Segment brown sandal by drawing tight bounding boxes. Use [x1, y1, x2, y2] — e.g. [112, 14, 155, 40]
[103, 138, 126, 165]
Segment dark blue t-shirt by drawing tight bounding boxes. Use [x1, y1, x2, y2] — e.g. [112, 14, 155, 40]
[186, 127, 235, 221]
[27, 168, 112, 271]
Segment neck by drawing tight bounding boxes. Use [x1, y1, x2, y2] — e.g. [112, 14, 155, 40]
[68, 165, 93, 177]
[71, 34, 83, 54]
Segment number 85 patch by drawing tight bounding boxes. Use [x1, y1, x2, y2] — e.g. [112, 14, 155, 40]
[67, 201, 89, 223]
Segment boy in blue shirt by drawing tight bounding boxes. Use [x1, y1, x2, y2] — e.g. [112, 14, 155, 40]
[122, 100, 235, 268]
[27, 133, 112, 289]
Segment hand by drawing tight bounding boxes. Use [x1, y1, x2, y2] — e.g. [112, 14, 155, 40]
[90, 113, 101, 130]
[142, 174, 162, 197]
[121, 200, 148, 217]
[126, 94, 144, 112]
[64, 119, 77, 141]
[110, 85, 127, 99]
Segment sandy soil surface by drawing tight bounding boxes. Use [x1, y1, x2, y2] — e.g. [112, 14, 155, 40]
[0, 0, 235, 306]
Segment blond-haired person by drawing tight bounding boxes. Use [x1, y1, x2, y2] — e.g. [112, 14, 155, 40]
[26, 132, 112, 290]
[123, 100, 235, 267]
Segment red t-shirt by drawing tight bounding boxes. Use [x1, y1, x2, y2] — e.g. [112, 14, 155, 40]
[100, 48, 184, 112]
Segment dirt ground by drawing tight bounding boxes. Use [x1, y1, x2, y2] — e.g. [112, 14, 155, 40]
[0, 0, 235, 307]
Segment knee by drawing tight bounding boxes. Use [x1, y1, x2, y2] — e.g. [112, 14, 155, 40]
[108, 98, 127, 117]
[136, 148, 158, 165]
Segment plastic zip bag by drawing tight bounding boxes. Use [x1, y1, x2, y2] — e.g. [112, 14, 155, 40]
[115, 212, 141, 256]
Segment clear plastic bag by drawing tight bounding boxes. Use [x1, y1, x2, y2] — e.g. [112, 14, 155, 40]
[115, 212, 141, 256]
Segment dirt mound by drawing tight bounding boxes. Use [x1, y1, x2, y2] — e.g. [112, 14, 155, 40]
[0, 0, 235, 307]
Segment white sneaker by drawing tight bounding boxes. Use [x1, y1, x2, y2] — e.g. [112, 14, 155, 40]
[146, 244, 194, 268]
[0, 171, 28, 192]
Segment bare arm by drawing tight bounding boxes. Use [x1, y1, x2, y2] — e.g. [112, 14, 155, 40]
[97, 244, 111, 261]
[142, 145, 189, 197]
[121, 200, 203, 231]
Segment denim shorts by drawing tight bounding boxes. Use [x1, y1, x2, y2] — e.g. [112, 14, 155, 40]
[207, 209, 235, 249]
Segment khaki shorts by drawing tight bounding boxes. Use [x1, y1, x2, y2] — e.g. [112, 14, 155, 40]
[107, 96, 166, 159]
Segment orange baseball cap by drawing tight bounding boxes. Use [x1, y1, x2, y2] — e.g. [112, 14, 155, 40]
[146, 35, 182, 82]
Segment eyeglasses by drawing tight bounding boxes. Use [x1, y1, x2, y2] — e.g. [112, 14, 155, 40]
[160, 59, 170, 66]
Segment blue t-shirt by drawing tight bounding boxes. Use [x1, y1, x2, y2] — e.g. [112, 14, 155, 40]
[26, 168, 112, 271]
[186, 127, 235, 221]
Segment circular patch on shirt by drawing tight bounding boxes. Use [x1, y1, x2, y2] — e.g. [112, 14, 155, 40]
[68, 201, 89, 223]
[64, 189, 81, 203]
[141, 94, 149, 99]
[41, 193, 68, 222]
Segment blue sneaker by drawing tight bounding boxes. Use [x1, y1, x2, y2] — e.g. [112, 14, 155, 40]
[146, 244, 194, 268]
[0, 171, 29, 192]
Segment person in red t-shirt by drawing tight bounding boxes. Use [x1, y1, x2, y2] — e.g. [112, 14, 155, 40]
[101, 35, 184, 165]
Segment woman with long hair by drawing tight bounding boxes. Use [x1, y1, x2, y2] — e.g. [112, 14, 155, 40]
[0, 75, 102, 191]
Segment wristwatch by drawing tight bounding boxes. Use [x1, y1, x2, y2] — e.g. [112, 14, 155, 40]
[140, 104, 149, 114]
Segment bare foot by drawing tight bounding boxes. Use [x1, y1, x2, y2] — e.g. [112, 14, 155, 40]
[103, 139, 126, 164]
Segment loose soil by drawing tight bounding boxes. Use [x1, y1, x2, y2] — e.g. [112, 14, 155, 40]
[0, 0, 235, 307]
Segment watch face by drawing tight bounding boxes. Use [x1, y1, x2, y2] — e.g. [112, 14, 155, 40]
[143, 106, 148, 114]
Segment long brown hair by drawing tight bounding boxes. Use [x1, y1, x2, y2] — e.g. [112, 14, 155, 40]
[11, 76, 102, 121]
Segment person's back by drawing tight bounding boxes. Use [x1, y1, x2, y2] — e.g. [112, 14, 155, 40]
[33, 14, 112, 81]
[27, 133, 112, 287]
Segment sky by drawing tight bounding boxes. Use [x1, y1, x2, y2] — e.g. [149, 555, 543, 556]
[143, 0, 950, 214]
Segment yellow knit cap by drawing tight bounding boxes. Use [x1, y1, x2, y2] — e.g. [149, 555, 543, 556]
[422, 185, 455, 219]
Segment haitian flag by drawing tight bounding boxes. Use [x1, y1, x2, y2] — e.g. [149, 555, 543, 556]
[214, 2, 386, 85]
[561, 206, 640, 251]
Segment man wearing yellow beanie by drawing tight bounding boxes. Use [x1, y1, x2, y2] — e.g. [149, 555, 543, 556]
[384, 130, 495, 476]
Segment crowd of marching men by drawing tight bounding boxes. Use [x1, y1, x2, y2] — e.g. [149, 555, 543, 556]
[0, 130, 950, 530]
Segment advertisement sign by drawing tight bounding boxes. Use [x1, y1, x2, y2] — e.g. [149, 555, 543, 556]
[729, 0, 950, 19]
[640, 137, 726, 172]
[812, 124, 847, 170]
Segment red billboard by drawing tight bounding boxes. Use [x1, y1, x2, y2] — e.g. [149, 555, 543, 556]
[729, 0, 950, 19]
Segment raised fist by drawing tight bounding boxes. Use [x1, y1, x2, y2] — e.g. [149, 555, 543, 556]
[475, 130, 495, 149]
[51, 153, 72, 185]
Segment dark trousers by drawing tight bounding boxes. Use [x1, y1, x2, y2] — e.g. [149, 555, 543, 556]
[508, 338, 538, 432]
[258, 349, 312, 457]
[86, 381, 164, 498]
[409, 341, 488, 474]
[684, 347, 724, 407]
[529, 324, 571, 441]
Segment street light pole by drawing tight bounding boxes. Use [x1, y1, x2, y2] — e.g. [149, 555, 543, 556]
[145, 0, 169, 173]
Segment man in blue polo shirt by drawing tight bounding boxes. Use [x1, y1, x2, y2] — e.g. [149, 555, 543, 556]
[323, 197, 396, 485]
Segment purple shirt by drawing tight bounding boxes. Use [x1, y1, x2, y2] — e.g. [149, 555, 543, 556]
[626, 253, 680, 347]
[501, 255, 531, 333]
┄┄┄┄┄┄
◆ Aim: Copy out the items from the line with "Segment eyeglasses by" up to and including the line with "[103, 139, 126, 164]", putting "precise bounding boxes" wherever "tight bounding boxes" appears and changing nothing else.

◆ Output of the exercise:
Segment eyeglasses by drawing precise bounding boxes. Use [x1, y1, x2, y2] — e.g. [112, 14, 155, 40]
[160, 59, 170, 66]
Segment blue t-shirt by drawing precise bounding boxes. Use [x1, y1, x2, y2] — e.g. [112, 14, 155, 40]
[26, 168, 112, 271]
[186, 127, 235, 221]
Segment circular patch on shirt by drawing precise bounding boxes. Use [x1, y1, x2, y2] — e.g. [112, 14, 155, 40]
[68, 201, 89, 223]
[64, 189, 81, 203]
[141, 94, 149, 99]
[41, 193, 68, 222]
Segment blue sneaker by drawing precise bounding boxes. Use [x1, y1, x2, y2] — e.g. [112, 14, 155, 40]
[146, 244, 194, 268]
[0, 171, 29, 192]
Segment person in red t-shirt by drawing precise bounding boxes. Use [x1, y1, x2, y2] — e.g. [112, 14, 155, 40]
[101, 35, 184, 165]
Segment woman with long hair by drawing precise bounding boxes. Use [x1, y1, x2, y2] — e.g. [112, 14, 155, 40]
[0, 75, 102, 191]
Segment wristwatch by drawing precise bounding boxes. Use [x1, y1, x2, y2] — e.g. [112, 14, 155, 40]
[140, 104, 149, 114]
Segment bare foot by drawing precise bounding boxes. Use [x1, y1, x2, y2] — e.g. [112, 14, 155, 40]
[103, 139, 126, 164]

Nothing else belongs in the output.